### Written problem
Rewrite every line of the records below as a numbered list, omitting any blank lines.

### Information shown
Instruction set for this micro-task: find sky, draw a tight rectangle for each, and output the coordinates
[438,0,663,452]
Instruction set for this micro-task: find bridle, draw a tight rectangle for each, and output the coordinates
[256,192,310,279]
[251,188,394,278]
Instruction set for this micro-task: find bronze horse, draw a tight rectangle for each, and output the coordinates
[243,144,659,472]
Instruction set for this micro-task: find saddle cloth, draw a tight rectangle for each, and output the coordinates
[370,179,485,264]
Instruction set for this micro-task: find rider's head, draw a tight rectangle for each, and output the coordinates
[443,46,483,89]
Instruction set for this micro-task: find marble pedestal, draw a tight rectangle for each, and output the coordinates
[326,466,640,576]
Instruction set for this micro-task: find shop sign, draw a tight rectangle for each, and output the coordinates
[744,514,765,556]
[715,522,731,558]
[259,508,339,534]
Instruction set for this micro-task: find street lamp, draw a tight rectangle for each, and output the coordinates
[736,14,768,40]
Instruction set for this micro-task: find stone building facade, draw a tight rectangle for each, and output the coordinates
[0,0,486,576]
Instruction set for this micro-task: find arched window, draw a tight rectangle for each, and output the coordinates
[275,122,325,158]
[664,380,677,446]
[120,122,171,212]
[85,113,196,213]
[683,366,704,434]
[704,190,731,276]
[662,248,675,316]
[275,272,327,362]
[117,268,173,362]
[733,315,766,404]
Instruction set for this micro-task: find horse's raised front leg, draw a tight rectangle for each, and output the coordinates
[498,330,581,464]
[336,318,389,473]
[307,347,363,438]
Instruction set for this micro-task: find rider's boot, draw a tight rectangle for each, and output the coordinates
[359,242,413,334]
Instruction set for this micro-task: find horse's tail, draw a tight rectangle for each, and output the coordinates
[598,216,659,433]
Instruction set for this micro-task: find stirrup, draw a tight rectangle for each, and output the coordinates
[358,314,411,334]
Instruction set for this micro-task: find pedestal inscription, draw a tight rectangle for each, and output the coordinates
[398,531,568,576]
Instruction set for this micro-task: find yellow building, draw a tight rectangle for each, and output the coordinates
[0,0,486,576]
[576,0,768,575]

### Correct answer
1. Instruction set for this micro-task: find sky, draw a tight rectangle for each, and output the coordinates
2. [438,0,663,452]
3. Instruction set for this micro-task: find bridle, draw a tight rectangle for each, and output the coordinates
4. [256,192,310,279]
5. [251,188,394,278]
6. Instruction set for this micro-task: find bronze horse, draw a tight rectangle for each, and output the coordinates
7. [243,144,659,472]
8. Instruction set for this micro-task: find saddle cloth, draw a tight rectangle for each, and output the coordinates
9. [370,179,485,264]
10. Instruction set for this micro-task: find rider's head, draw a tight rectangle for each, and output the coordinates
11. [443,46,483,89]
12. Instruction set for this micro-task: find marble pedestal, draw a tight rectangle for each, and output the coordinates
13. [326,466,640,576]
14. Instruction set for this micro-task: find shop sign, draw a tight rectangle for each, and output the coordinates
15. [744,514,765,556]
16. [715,522,731,558]
17. [259,508,339,534]
18. Instruction set for this micro-task: find street lamp, draw a tight rectangle for each, and output the coordinates
19. [736,14,768,40]
20. Instruction set for this micro-task: find stone building facade, draw a tight rectangle for each, and output the coordinates
21. [0,0,486,576]
22. Instruction set for this micro-task: find arched window, draw a tight rectangle for each, and output the coordinates
23. [275,122,325,158]
24. [664,380,677,446]
25. [120,122,171,212]
26. [85,113,196,213]
27. [683,366,704,434]
28. [704,190,731,276]
29. [662,248,675,316]
30. [275,272,327,362]
31. [117,268,173,362]
32. [733,315,766,404]
33. Instruction set for this micro-task: find horse's raised front leg, draw a tight rectangle for each, and output the coordinates
34. [498,330,581,464]
35. [336,318,389,473]
36. [307,347,363,438]
37. Instruction set for this micro-task: find rider's boot, draw a tight rectangle for each, and output the coordinates
38. [359,242,413,334]
39. Instruction set for this micro-task: find horse's tail, draw a tight rectangle for each, and output the coordinates
40. [598,216,659,433]
41. Instruction set for this micro-task: find stirrup, draw a tight rectangle for each, and output the coordinates
42. [358,314,411,334]
43. Instruction set for this micro-task: find pedestal inscription, draw a tight rectangle for each, and output the coordinates
44. [398,531,568,576]
45. Instruction set for this micro-task: find yellow building, draw a tight rectangle for each, and output the coordinates
46. [0,0,486,576]
47. [576,0,768,575]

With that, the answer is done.